— Begin GIVEN INFORMATION —

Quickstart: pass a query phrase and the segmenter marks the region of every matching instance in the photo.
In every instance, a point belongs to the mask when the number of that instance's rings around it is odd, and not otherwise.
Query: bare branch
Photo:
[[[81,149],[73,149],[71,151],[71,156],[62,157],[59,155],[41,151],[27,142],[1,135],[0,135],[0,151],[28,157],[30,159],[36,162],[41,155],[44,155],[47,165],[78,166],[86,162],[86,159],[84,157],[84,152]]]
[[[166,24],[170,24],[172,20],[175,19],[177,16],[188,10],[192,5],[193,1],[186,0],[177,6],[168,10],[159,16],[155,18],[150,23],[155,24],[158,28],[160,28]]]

— End GIVEN INFORMATION —

TO DO — Arrange every line of the records above as a Markdown table with two columns, Row and Line. Put the row number in Row and the text of the line in Line, and leave out any blank lines.

WRITTEN RESPONSE —
| Row | Line |
|---|---|
| 1 | Quickstart: pass a query phrase and the segmenter marks the region of every matching instance in the photo. |
| 2 | In every instance, a point belongs to the mask when the number of that instance's rings around it is odd, and not otherwise. |
| 3 | Query: bare branch |
| 4 | Photo: |
| 5 | [[[81,149],[73,149],[71,151],[71,156],[62,157],[59,155],[41,151],[27,142],[1,135],[0,135],[0,151],[28,157],[30,159],[36,162],[41,155],[44,155],[47,165],[78,166],[86,162],[86,159],[84,157],[84,152]]] |
| 6 | [[[166,24],[170,24],[172,20],[175,19],[177,16],[188,10],[192,5],[193,1],[186,0],[177,6],[168,10],[159,16],[155,18],[150,23],[155,24],[158,28],[160,28]]] |